_Work to be completed_:
Look through the records below, and copy out every line that holds the string "walkway".

_Data to use_:
------
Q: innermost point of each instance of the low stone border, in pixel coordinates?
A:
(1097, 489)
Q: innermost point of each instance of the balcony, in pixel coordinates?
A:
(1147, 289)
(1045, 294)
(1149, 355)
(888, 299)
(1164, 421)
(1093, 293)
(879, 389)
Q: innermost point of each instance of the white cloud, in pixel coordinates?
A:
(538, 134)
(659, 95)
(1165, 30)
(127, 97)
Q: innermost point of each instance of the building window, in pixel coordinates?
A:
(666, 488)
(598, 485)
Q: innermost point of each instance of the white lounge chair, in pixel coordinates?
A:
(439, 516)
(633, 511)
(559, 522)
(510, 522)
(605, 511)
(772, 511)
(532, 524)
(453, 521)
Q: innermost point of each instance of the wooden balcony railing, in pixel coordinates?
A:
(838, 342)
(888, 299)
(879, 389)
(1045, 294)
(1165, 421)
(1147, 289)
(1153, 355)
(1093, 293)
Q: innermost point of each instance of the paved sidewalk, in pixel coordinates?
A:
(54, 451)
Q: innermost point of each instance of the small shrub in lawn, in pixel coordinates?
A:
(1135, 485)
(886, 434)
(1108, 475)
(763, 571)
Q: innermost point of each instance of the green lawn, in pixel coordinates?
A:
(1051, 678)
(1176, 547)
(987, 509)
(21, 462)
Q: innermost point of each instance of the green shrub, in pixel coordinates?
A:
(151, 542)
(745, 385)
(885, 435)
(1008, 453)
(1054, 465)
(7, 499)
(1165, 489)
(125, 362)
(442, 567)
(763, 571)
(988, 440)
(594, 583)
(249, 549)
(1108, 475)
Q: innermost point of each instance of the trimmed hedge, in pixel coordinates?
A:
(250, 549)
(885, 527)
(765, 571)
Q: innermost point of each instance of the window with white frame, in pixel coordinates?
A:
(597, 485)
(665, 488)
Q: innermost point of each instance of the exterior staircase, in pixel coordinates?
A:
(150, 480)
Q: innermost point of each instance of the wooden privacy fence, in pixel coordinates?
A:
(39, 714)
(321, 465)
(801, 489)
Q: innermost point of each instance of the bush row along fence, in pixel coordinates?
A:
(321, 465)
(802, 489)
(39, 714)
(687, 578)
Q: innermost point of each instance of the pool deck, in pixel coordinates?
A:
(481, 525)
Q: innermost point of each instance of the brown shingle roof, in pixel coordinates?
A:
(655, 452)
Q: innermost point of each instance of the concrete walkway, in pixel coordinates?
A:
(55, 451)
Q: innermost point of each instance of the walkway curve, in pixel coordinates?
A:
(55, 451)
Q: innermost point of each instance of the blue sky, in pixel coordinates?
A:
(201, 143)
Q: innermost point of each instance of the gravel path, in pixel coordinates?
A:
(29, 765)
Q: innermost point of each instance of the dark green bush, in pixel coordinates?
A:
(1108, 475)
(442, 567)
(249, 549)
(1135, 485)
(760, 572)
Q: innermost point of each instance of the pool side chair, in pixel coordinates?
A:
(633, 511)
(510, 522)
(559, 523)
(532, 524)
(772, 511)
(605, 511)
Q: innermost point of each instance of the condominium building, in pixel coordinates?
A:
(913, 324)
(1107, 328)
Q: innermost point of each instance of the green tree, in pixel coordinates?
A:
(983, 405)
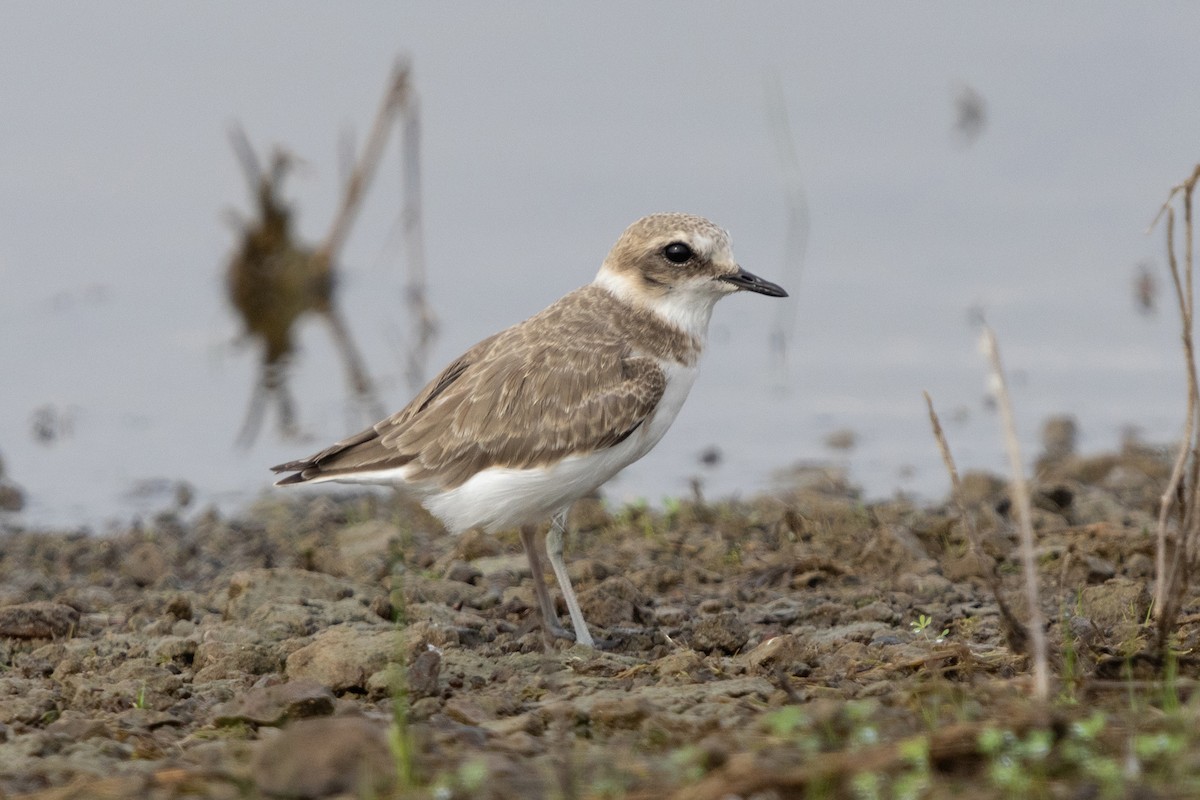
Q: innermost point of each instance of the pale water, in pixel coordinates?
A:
(546, 130)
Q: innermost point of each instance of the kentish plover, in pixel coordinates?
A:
(541, 414)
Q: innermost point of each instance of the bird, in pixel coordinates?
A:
(541, 414)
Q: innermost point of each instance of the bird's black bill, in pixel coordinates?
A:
(751, 282)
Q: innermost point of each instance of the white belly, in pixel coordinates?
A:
(501, 498)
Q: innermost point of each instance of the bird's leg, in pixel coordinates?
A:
(555, 553)
(550, 626)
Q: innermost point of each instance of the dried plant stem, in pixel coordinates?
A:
(1173, 577)
(365, 169)
(424, 320)
(1025, 521)
(1018, 636)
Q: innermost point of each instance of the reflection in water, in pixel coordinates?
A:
(273, 280)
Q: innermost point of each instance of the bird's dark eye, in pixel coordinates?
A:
(677, 252)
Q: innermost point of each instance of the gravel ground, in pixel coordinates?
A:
(801, 644)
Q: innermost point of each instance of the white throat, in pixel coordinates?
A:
(685, 307)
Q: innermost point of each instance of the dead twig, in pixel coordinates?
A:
(274, 280)
(1014, 631)
(1025, 521)
(1182, 491)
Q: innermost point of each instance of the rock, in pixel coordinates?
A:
(723, 632)
(323, 757)
(251, 589)
(37, 620)
(615, 602)
(462, 572)
(215, 660)
(1117, 607)
(144, 564)
(423, 674)
(777, 653)
(345, 657)
(274, 705)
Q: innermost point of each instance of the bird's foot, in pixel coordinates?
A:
(552, 630)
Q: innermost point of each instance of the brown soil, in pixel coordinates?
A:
(798, 645)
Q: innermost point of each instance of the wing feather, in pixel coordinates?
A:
(516, 400)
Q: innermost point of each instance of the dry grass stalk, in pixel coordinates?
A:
(1025, 519)
(424, 322)
(274, 280)
(783, 325)
(1173, 573)
(1014, 631)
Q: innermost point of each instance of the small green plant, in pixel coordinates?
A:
(921, 627)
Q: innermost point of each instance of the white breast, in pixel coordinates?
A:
(502, 498)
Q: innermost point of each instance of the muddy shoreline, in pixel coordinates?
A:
(797, 643)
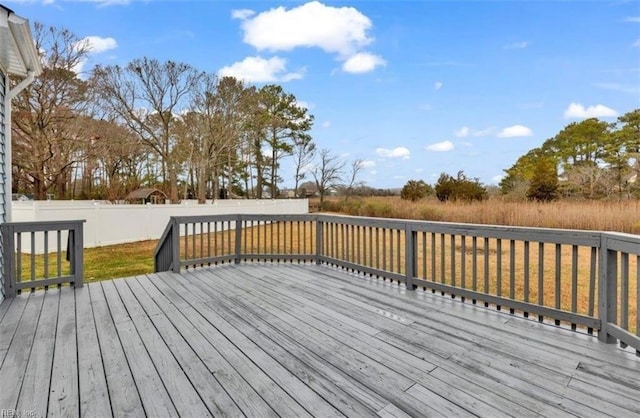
------
_Solution_:
Q: innermost point of each instance of the concrete walkway, in pixel coordinates?
Q: innermost point of each instance of the walkway curve, in pixel coordinates?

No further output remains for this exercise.